----- TRECHO DA PÁGINA
Eu e Isadora

Há poucos dias do nascimento de Isadora, senti que estava próxima a atravessar, de forma literal e não apenas simbólica, mais um limiar da minha própria história. Essa jornada épica, um tanto homérica, que somos chamados a fazer nas diversas fases da vida. Foi assim quando o pai dela entrou para a faculdade: ansiedade e medo e um misto de alegria e apreensão, que às vezes era também uma quase-tristeza, se apoderaram de mim. 

Entendi que meus rituais de passagem acontecem e são pontuados, perpendiculares, às fases da vida dos meus familiares. A alegria de assistir as proezas, conquistas e crescimento dos meus filhos, situaram em mim, na minha pessoa, a realidade de sair de um aposento para outro. De ocupar um lugar novo, re-significado,  primeiro, dentro de mim, depois, no seio da minha família e frente ao mundo.

Sair de onde se está acostumado é como sair de uma casa onde se morou muito tempo. E para a casa que estamos acostumados, temos nossos cantinhos, os lugares-comuns, de aconchego e reconhecimento. Lembro quando mudamos para a nossa casa nova, o quanto que o meu filho mais novo reclamava a falta desses cantinhos, apesar da nova ser maior, mais bonita e muito mais confortável.

Minhas quase-tristezas, são definidas por mim, hoje, como o ter que me despedir da sensação de segurança, que inclui o saber-se quem é, o que fazer e o como viver, em um determinado período da vida, e trocá-lo por outro lugar, onde será necessário 'trocar a roupa velha' por outra nova. Ajustes são precisos e preciosos. A verdade é que a gente sai da casa que achava que Era, para depois descobrir que estamos na mesma casa, só que em cômodos novos, completamente desconhecidos.

Esta noite sonhei que estava em visita à casa da minha infância. Estranhei que ela estivesse com tantas reformas, apinhamentos, desconfortáveis cômodos, feitos de 'carregação', como dizia minha avó para as coisas mal feitas. Havia claraboias em lugares indevidos, espaços apertados sem o devido cuidado à circulação de ar. Tinha um apêndice, que fazia parte da casa, em um nível abaixo, onde moravam um casal de meia-idade e uma mocinha.

Adiante, encontrei a minha mãe que vestia um belo vestido de renda azul e parecia ter a minha idade. Gostei do vestido e quis um igual. Minha avó afirmou que aquele local ocupado pelo casal e sua filha, pertenciam a ela, não a minha mãe...
----------
----- DADOS FORNECIDOS
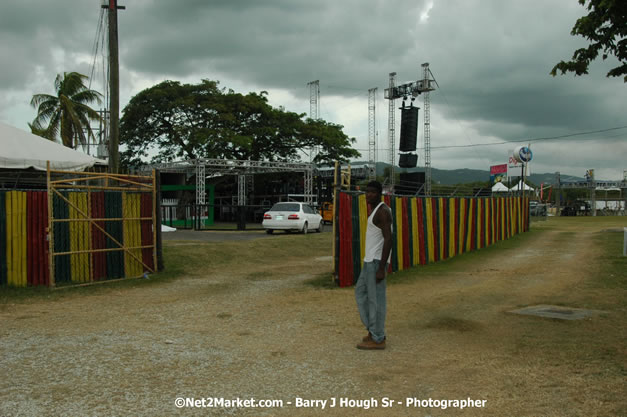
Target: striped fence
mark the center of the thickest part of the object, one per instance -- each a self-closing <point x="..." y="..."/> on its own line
<point x="83" y="253"/>
<point x="426" y="229"/>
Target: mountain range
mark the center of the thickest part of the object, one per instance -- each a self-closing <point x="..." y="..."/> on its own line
----------
- [O QUE SE PEDE]:
Diga se cada afirmação abaixo está de acordo com o relato "Eu e Isadora", respondendo sim ou não e citando as palavras do relato que decidem a questão:
(a) O filho mais novo reclamava da falta dos cantinhos depois da mudança para a casa nova.
(b) No sonho, a mãe usava um vestido de renda verde.
(c) A avó afirmou que o local ocupado pelo casal e pela filha pertencia à mãe.

- [RESPOSTA COMPLETA]:
(a) Sim: "o quanto que o meu filho mais novo reclamava a falta desses cantinhos"
(b) Não: "vestia um belo vestido de renda azul"
(c) Não: "pertenciam a ela, não a minha mãe"